Pick up the piece on American job losses and outsourcing right after its last sentence and keep writing.

*Excerpted passage:*
-*-*-

This is truly scary but really comes as no surprise. Numerous endless foreign wars and occupations are very expensive. Since the late 70's, America also has clinched the title of having the world's largest prison population and it costs tens of thousands of dollars to keep mostly nonviolent criminals incarcerated year after year. America is also the first post-industrial country in the world. There are museums of industry in cities like Balitmore because manufacturing is nothing but history in an impoverished, dangerous, crime-filled bombed out ghetto city like Baltimore or Trenton, New Jersey in which a bridge ironically reads with huge letters that "Trenton makes, the world takes". Anyone who has visited a scary decaying former manufacturing powerhouse American city like Detroit can attest to this. No one else bought into outsourcing more than America. It is highly ironic that the richest and most powerful corporations in the world were birthed and nurtured, and are still headquartered, here in the United States.

10 Richest Companies In The World 2011

19 Facts About The Deindustrialization Of America That Will Make You Weep

No good for average American people can be derived from any of this. Wealthy all-powerful globally omnipresent corporations like Nike, Ford, Apple and Walmart were built from the ground up from tiny fragile small businesses by hard-working loyal American workers and consumers, yet these U.S. born and bred companies have turned their backs on the American economy and the American worker in favor of a huge unethical loophole in the law, known as free trade, which allows large scale exploitation of slave labor on the other side of the globe. Aside from outsourced manufacturing slave labor at the hands of rich global American companies, high paid white collar jobs have also been outsourced to places in China and India for lower corporate costs. The middle class in China is already bigger than the entire population of the United States.

-*-*-

*Records supplied:*
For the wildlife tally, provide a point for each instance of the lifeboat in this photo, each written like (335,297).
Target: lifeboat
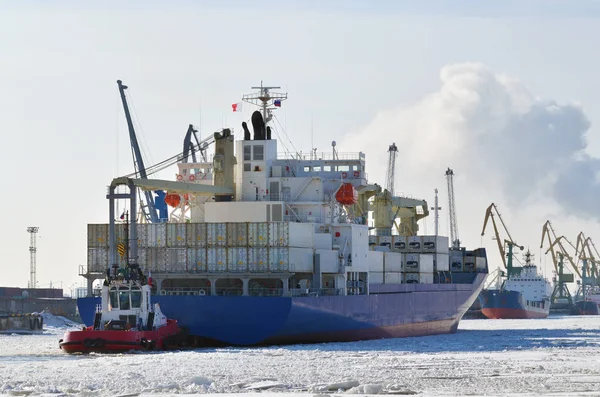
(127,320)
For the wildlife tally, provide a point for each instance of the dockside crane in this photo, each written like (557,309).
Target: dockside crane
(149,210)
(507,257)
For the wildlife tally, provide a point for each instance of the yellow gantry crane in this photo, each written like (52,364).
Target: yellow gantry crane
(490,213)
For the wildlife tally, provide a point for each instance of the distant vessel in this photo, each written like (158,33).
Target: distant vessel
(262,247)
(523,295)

-*-*-

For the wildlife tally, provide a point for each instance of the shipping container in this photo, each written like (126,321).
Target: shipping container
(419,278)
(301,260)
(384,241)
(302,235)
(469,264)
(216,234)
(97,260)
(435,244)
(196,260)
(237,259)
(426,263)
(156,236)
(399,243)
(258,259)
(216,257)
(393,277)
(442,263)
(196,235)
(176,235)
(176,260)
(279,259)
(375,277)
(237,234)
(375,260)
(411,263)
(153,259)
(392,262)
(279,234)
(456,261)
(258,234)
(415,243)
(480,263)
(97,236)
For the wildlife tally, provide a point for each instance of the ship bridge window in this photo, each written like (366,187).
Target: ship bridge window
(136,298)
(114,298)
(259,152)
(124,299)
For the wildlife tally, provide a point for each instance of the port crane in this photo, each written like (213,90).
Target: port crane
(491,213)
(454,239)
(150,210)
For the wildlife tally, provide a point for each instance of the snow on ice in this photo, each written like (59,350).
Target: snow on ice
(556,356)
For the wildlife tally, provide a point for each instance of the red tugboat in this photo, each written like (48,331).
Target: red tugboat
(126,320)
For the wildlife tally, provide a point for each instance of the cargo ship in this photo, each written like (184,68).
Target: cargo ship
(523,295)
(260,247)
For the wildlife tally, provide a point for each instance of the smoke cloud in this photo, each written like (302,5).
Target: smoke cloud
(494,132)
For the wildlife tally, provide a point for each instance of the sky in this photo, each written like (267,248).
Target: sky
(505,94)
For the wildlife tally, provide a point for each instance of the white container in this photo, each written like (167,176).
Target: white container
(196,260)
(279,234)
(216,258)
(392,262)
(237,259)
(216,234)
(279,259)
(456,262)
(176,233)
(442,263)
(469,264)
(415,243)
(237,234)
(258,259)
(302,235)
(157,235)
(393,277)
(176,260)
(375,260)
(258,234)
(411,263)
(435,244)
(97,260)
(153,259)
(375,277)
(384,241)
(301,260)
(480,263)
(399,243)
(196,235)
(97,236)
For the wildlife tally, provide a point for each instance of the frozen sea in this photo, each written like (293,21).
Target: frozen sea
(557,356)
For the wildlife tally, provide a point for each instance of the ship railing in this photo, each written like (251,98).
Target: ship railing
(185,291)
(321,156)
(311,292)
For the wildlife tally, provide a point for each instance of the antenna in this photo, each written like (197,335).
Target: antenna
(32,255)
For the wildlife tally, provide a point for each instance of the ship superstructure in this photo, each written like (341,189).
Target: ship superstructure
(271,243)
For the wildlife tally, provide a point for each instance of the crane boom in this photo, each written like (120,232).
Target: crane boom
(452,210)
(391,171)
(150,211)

-*-*-

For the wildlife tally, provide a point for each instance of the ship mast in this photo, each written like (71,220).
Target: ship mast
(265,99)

-*-*-

*Expected answer:*
America has become a nation of morbidly obese lazy sedentary non-wealth producing non-workers and non-producers. The federal government is currently the nation's largest employer, yet the government doesn't actually produce, well, anything to generate substantial revenue for our country. If you need any proof that big government can't truly produce wealth, look no further than the 41 million jobless or struggling Americans on food stamps. Irresponsible federal spending has led to inflated salaries for government workers in the last ten years. The average federal worker earns roughly double the salary of their private sector counterparts. Tens of thousands of "nonessential" government workers do nothing but help run up the already huge national deficit. The majority of people who still sweat it out and actually work in America are illegal immigrants who are paid slave wages and live in one bedroom apartments with 20 other people. The growingly non-working sedentary nature of American jobs is the reason why Americans have been getting drastically fatter in recent years. We collectively have more government workers than manufacturers, construction workers, miners and farmers combined.

Stephen Moore: We've Become a Nation of Takers, Not Makers - WSJ.com

In a relatively short span of a few decades, we have managed to squander the great fortune left to us by our forefathers. Is there anyway the U.S. can make a comeback?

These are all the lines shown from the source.